## WORK ORDER
Give a verbatim repeat of the lines that run from the line containing "A sample in" to the end of the data below.

[Data records]

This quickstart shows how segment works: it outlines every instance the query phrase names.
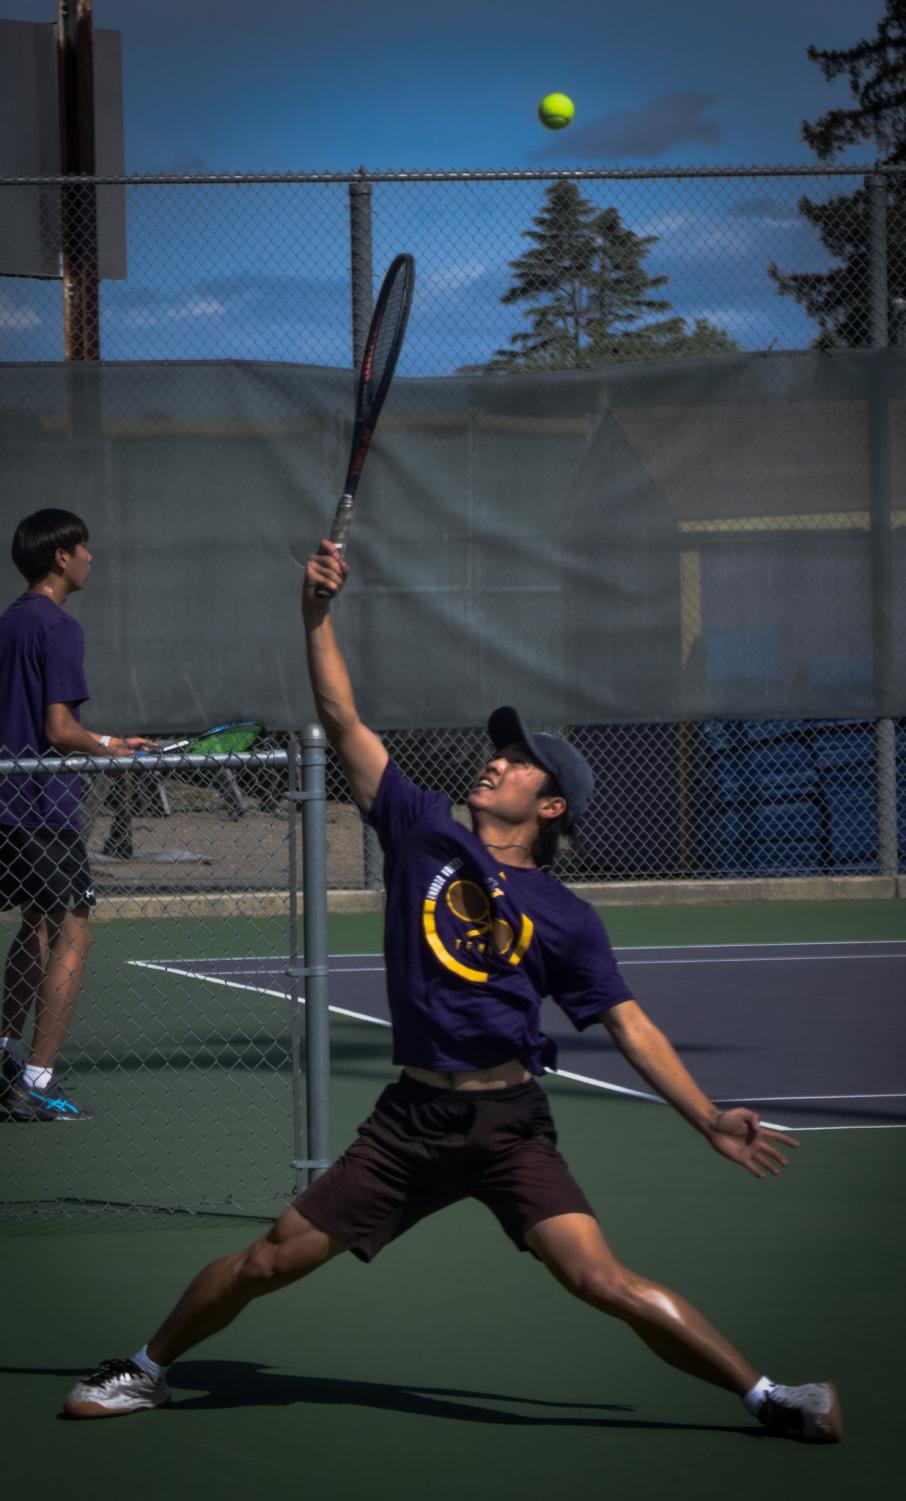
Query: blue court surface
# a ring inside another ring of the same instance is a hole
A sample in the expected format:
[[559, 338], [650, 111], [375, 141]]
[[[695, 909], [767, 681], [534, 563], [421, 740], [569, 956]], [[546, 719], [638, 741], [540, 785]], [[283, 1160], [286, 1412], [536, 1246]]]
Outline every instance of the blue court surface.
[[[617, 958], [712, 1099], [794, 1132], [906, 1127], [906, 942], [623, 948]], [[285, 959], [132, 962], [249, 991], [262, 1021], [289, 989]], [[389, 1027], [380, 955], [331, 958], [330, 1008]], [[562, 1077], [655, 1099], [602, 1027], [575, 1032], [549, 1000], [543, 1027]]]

## TASK OUTPUT
A sample in the expected format:
[[559, 338], [650, 111], [375, 141]]
[[[695, 909], [767, 681], [534, 563], [421, 740], [569, 956]], [[546, 719], [638, 741], [540, 785]], [[283, 1160], [286, 1412], [536, 1246]]]
Outline every instance of the blue court surface.
[[[617, 958], [712, 1099], [794, 1132], [906, 1127], [906, 942], [623, 948]], [[285, 959], [132, 962], [249, 991], [262, 1021], [289, 989]], [[389, 1027], [380, 955], [331, 958], [330, 1008]], [[562, 1077], [655, 1099], [602, 1027], [575, 1032], [549, 1000], [543, 1027]]]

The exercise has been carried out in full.